* Data to process:
:::::

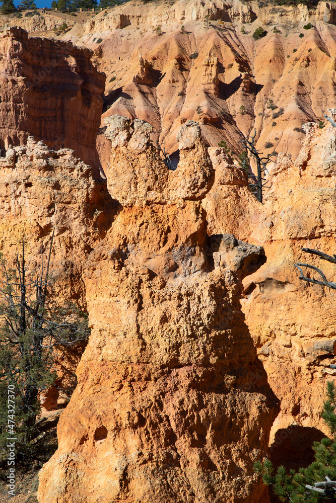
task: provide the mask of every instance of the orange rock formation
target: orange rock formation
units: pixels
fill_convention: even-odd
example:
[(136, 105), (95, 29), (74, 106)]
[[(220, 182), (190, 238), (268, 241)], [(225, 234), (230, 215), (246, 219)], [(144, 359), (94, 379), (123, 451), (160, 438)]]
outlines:
[[(336, 111), (330, 112), (334, 117)], [(294, 263), (315, 265), (334, 281), (333, 265), (302, 248), (334, 252), (336, 129), (312, 123), (303, 127), (299, 155), (294, 162), (289, 154), (279, 156), (263, 205), (235, 175), (223, 149), (210, 148), (216, 178), (203, 205), (209, 232), (234, 233), (264, 247), (267, 263), (244, 281), (243, 310), (268, 381), (281, 400), (272, 438), (294, 425), (307, 429), (308, 440), (309, 428), (327, 433), (320, 412), (326, 382), (336, 375), (328, 368), (334, 362), (334, 296), (300, 281)]]
[(149, 133), (109, 122), (123, 206), (86, 263), (93, 330), (39, 499), (266, 502), (252, 466), (277, 401), (239, 301), (263, 250), (208, 236), (200, 200), (213, 171), (199, 126), (182, 128), (175, 172)]
[(105, 77), (88, 49), (28, 38), (20, 28), (0, 37), (0, 145), (26, 143), (31, 135), (49, 146), (66, 147), (95, 169)]

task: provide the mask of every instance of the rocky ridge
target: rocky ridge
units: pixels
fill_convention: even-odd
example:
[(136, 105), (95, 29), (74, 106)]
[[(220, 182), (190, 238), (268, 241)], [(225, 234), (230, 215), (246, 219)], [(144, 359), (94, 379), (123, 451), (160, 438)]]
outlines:
[(93, 330), (39, 499), (266, 502), (252, 466), (267, 450), (277, 401), (239, 302), (263, 250), (208, 236), (194, 189), (213, 169), (199, 126), (179, 133), (176, 173), (159, 165), (149, 131), (120, 117), (108, 124), (109, 183), (123, 207), (86, 264)]
[[(294, 159), (302, 124), (323, 120), (336, 103), (334, 18), (325, 2), (309, 10), (255, 2), (130, 2), (88, 21), (84, 35), (76, 25), (64, 38), (93, 49), (106, 74), (103, 119), (119, 114), (146, 121), (152, 140), (176, 156), (176, 134), (187, 120), (199, 122), (208, 145), (226, 141), (236, 158), (242, 135), (255, 128), (260, 151)], [(254, 41), (258, 27), (267, 33)], [(97, 147), (105, 169), (110, 146), (103, 135)]]
[[(329, 111), (334, 118), (335, 112)], [(232, 160), (223, 149), (212, 149), (218, 159), (215, 180), (203, 205), (209, 232), (233, 233), (264, 248), (267, 263), (244, 281), (242, 308), (281, 400), (272, 439), (294, 425), (303, 429), (301, 435), (306, 429), (308, 441), (309, 428), (312, 434), (313, 429), (328, 433), (320, 411), (326, 381), (335, 374), (329, 365), (335, 361), (336, 319), (332, 291), (300, 281), (294, 263), (315, 265), (334, 281), (332, 264), (302, 248), (334, 252), (336, 129), (311, 123), (303, 128), (299, 155), (295, 161), (289, 154), (279, 155), (263, 205), (246, 182), (235, 180)]]

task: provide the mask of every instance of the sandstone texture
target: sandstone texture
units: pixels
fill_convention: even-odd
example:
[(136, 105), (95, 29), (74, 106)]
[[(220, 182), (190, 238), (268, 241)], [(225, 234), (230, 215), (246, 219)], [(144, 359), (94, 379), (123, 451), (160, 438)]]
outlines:
[[(335, 111), (329, 116), (334, 119)], [(334, 363), (334, 294), (300, 281), (294, 263), (319, 267), (334, 281), (332, 264), (302, 248), (334, 253), (336, 129), (312, 123), (303, 128), (296, 159), (279, 155), (264, 204), (237, 175), (238, 169), (223, 149), (214, 148), (209, 151), (216, 166), (215, 183), (203, 201), (209, 232), (234, 233), (262, 245), (267, 258), (244, 280), (242, 305), (268, 382), (281, 400), (271, 436), (279, 451), (284, 442), (278, 430), (302, 427), (307, 441), (315, 430), (328, 433), (320, 413), (326, 382), (335, 375), (329, 367)], [(305, 272), (312, 277), (312, 271)], [(286, 438), (288, 432), (283, 434)]]
[(211, 180), (213, 167), (199, 126), (182, 128), (175, 173), (149, 132), (109, 123), (108, 178), (122, 207), (85, 265), (92, 331), (39, 500), (266, 502), (252, 466), (278, 401), (239, 300), (263, 249), (208, 235), (201, 202), (212, 183), (203, 189), (194, 166)]
[[(25, 236), (27, 266), (46, 261), (51, 250), (53, 295), (86, 310), (83, 264), (106, 234), (116, 206), (106, 183), (92, 179), (92, 169), (74, 156), (74, 150), (54, 150), (29, 137), (25, 145), (9, 145), (0, 157), (0, 249), (13, 266), (19, 241)], [(71, 390), (74, 372), (84, 348), (56, 355), (56, 384)], [(69, 399), (53, 387), (41, 396), (42, 410), (64, 406)]]
[[(236, 158), (242, 135), (255, 128), (259, 150), (294, 159), (302, 124), (323, 120), (336, 103), (332, 5), (129, 2), (98, 13), (84, 30), (77, 24), (63, 38), (93, 49), (106, 74), (102, 127), (115, 114), (145, 120), (152, 139), (177, 156), (177, 133), (194, 120), (209, 145), (224, 140)], [(304, 29), (309, 23), (313, 28)], [(259, 27), (266, 34), (254, 41)], [(103, 134), (97, 147), (105, 170), (110, 143)]]
[(21, 28), (0, 36), (0, 145), (28, 136), (58, 149), (66, 147), (99, 176), (96, 137), (105, 77), (92, 53), (69, 42), (29, 38)]

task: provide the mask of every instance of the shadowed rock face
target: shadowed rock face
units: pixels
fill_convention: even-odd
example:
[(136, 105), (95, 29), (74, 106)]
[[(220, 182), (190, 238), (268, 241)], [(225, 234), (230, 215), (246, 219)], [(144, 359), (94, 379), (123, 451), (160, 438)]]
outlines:
[(99, 177), (95, 147), (105, 76), (88, 49), (28, 38), (20, 28), (0, 36), (0, 145), (24, 144), (31, 135), (49, 146), (73, 149)]
[[(129, 123), (115, 118), (121, 137)], [(120, 181), (125, 206), (86, 265), (93, 329), (58, 449), (40, 473), (40, 503), (268, 501), (252, 467), (266, 452), (278, 402), (239, 303), (240, 278), (264, 253), (207, 235), (203, 192), (194, 195), (203, 175), (189, 174), (196, 160), (210, 178), (213, 167), (197, 125), (187, 127), (194, 140), (181, 148), (175, 188), (154, 147), (131, 143), (135, 133), (115, 147), (134, 188)], [(153, 159), (161, 171), (149, 179)]]

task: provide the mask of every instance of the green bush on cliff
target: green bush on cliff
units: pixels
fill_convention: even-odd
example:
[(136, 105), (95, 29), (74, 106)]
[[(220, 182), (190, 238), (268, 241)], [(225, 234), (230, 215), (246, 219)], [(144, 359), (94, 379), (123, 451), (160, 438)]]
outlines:
[(262, 38), (266, 35), (267, 32), (266, 30), (262, 28), (261, 26), (259, 26), (255, 30), (252, 37), (254, 40), (258, 40), (259, 38)]
[(2, 14), (11, 14), (13, 12), (16, 12), (13, 0), (4, 0), (0, 10)]
[(291, 470), (288, 474), (284, 466), (280, 466), (275, 474), (268, 459), (254, 464), (264, 483), (273, 487), (282, 501), (327, 503), (336, 499), (336, 389), (332, 382), (327, 383), (326, 397), (321, 415), (329, 427), (331, 438), (314, 443), (313, 463), (297, 473)]
[(14, 268), (0, 256), (0, 461), (8, 457), (9, 437), (16, 439), (18, 461), (34, 457), (40, 394), (57, 378), (56, 352), (82, 352), (90, 333), (87, 315), (69, 301), (60, 304), (52, 293), (51, 244), (46, 259), (42, 251), (37, 258), (39, 267), (27, 264), (26, 248), (23, 239)]

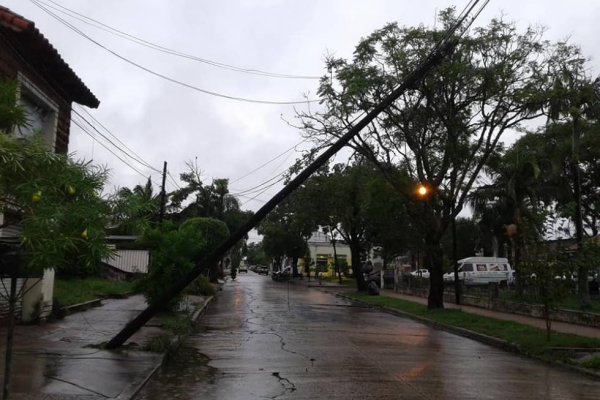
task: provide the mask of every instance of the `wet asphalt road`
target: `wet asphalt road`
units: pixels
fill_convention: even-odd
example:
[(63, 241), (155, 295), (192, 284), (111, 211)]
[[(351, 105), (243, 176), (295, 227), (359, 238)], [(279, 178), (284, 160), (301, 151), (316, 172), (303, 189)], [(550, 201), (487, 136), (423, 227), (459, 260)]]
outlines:
[(136, 399), (598, 399), (600, 381), (253, 273)]

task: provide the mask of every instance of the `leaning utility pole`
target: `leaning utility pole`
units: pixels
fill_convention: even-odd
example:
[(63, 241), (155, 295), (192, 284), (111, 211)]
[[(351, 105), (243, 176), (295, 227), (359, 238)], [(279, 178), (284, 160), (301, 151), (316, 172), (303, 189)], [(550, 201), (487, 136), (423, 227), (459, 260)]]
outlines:
[[(159, 311), (161, 305), (166, 304), (174, 296), (185, 289), (194, 279), (196, 279), (202, 272), (204, 266), (212, 265), (218, 262), (231, 246), (241, 240), (248, 232), (250, 232), (250, 230), (258, 225), (258, 223), (260, 223), (271, 210), (273, 210), (290, 193), (304, 183), (304, 181), (306, 181), (315, 171), (321, 168), (327, 162), (327, 160), (329, 160), (329, 158), (331, 158), (342, 147), (348, 144), (348, 142), (354, 138), (365, 126), (371, 123), (371, 121), (373, 121), (375, 117), (379, 115), (379, 113), (389, 107), (407, 89), (416, 87), (421, 79), (423, 79), (434, 66), (439, 64), (444, 57), (454, 51), (456, 45), (458, 44), (458, 39), (454, 36), (454, 34), (459, 28), (463, 29), (464, 32), (464, 29), (466, 28), (461, 25), (476, 4), (477, 1), (472, 3), (472, 6), (462, 17), (462, 19), (460, 19), (457, 24), (447, 32), (445, 37), (432, 50), (428, 57), (413, 72), (409, 73), (404, 78), (404, 81), (402, 84), (400, 84), (400, 86), (398, 86), (391, 94), (383, 99), (381, 103), (376, 105), (369, 113), (367, 113), (367, 115), (360, 119), (356, 125), (350, 128), (350, 130), (340, 139), (338, 139), (337, 142), (332, 144), (331, 147), (321, 153), (309, 166), (307, 166), (300, 174), (298, 174), (298, 176), (292, 179), (283, 189), (275, 194), (275, 196), (273, 196), (271, 200), (269, 200), (262, 208), (260, 208), (243, 226), (232, 233), (228, 239), (222, 242), (210, 254), (202, 257), (202, 259), (196, 263), (195, 267), (190, 272), (177, 281), (173, 286), (168, 288), (162, 296), (150, 304), (148, 308), (142, 311), (137, 317), (127, 323), (127, 325), (125, 325), (125, 327), (106, 344), (106, 348), (114, 349), (125, 343), (125, 341), (131, 337), (131, 335), (133, 335)], [(485, 4), (487, 4), (487, 2)], [(467, 24), (467, 27), (468, 25), (470, 24)], [(460, 33), (457, 36), (460, 36)]]
[(160, 212), (158, 214), (158, 222), (161, 223), (165, 216), (165, 203), (167, 202), (167, 193), (165, 192), (165, 183), (167, 180), (167, 162), (163, 164), (163, 181), (160, 187)]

:::::

Reproduce verbatim the part of the material that opens with the line containing "task: provide the mask of every instance of the shadowed" and closes with the line containing "146), (73, 149)]".

* Output for this exercise:
task: provide the mask of every instance of the shadowed rock face
target: shadowed rock face
units: pixels
fill_convention: even-odd
example:
[(136, 105), (95, 29), (74, 106)]
[[(220, 182), (190, 238), (268, 241)], [(225, 234), (230, 215), (246, 219)], [(144, 359), (94, 379), (123, 451), (160, 438)]]
outlines:
[(99, 177), (95, 147), (105, 76), (88, 49), (28, 38), (20, 28), (0, 36), (0, 145), (24, 144), (31, 135), (49, 146), (73, 149)]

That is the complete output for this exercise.